• [Excerpted text]
[antlr-interest] difference between tokens and string literals

Mon Dec 31 07:34:32 PST 2007

I'm confused about how to detail with the difference between tokens
and string literals. In the example below I have a lexer, parser and
tree grammar all pared down to be a simple as possible. In particular,
I don't know the correct way to write the "list" rule in the tree
grammar. When I give this the input "list variables", why is the
output "failed"?

--- lexer grammar ---

lexer grammar BasicLexer;

LIST: 'list';
LIST_OPTION: 'functions' | 'variables';

NEWLINE: ('\r'? '\n')+;
WHITESPACE: ' '+ { $channel = HIDDEN; };

--- parser grammar ---

parser grammar BasicParser;

options {
  output = AST;
  tokenVocab = BasicLexer;
}

list: LIST LIST_OPTION terminator -> ^(LIST LIST_OPTION);

// It seems that you cannot refer to EOF in a lexer rule,
// so I made this a parser rule.
terminator: NEWLINE | EOF;

--- tree grammar ---

tree grammar BasicTree;

options {
  ASTLabelType = CommonTree;
  tokenVocab = BasicParser;
  output = template;
}

list
  : ^(LIST 'functions') { System.out.println("list functions isn't
supported yet"); }
  | ^(LIST 'variables') { System.out.println("list variables isn't
supported yet"); }
  | ^(LIST LIST_OPTION) { System.out.println("failed"); }
  ;

If needed I can provide the Java code I wrote that uses the
ANTLR-generated classes, but that's probably not relevant. I'm pretty
sure the issue is in one of my grammar files.

-- 
R. Mark Volkmann
Object Computing, Inc.

• [To do]
**1.** In the ANTLR post, why did the writer make "terminator" a parser rule?
**2.** Return everything in the ANTLR post from "If needed I" down to "Object Computing, Inc.", copied word for word.

• [Input data]
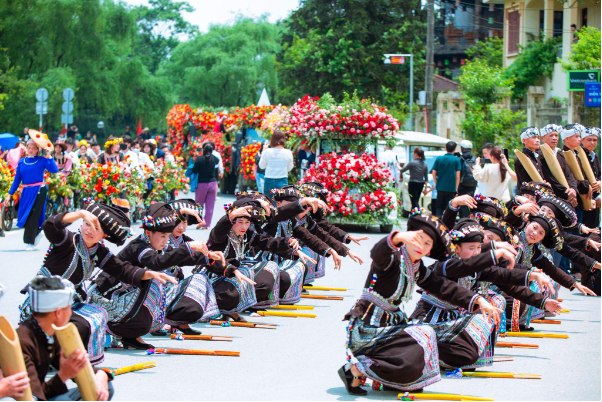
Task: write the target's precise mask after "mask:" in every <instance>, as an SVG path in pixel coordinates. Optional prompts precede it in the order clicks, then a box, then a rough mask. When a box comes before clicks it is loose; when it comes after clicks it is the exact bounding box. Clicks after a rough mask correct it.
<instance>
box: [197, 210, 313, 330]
mask: <svg viewBox="0 0 602 402" xmlns="http://www.w3.org/2000/svg"><path fill="white" fill-rule="evenodd" d="M267 213H270V214H271V213H272V211H271V210H270V209H269V208H268V209H267V210H266V209H264V208H263V207H262V204H261V202H260V201H258V200H255V199H252V198H247V199H240V200H237V201H236V202H235V203H234V204H233V205H232V206H230V207H228V210H227V214H226V216H224V217H223V218H222V219H220V221H219V222H218V223H217V225H216V226H215V228H214V229H213V230H212V231H211V234H210V236H209V249H210V250H213V251H221V252H223V253H224V255H225V258H226V263H227V268H226V270H225V271H224V272H223V273H222V274H221V275H210V277H211V279H212V282H213V288H214V290H215V293H216V298H217V304H218V306H219V309H220V311H221V312H222V314H224V317H225V318H226V319H230V318H231V319H234V320H235V321H242V320H243V319H242V318H241V316H240V312H242V311H244V310H246V309H248V308H251V307H258V308H265V307H272V306H276V305H277V304H278V303H279V296H280V289H279V286H280V279H279V275H280V268H279V267H278V264H276V263H275V262H273V261H257V260H253V259H251V256H250V255H249V252H250V251H251V250H254V251H255V253H254V254H256V252H258V251H263V252H268V253H273V254H278V255H285V256H288V258H289V259H291V260H297V259H299V260H301V261H302V262H303V263H307V262H308V261H310V258H309V257H308V256H307V255H306V254H305V253H303V252H302V251H300V250H298V249H297V248H296V242H295V241H294V239H293V240H291V239H287V238H285V237H278V238H273V237H269V236H265V235H263V234H261V233H260V232H258V231H256V230H255V229H252V228H251V225H253V227H254V228H260V227H262V225H263V224H264V223H265V221H266V216H267ZM291 245H292V246H293V247H291Z"/></svg>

• [Solved problems]
**1.** It seems that you cannot refer to EOF in a lexer rule.

**2.**
If needed I can provide the Java code I wrote that uses the
ANTLR-generated classes, but that's probably not relevant. I'm pretty
sure the issue is in one of my grammar files.

-- 
R. Mark Volkmann
Object Computing, Inc.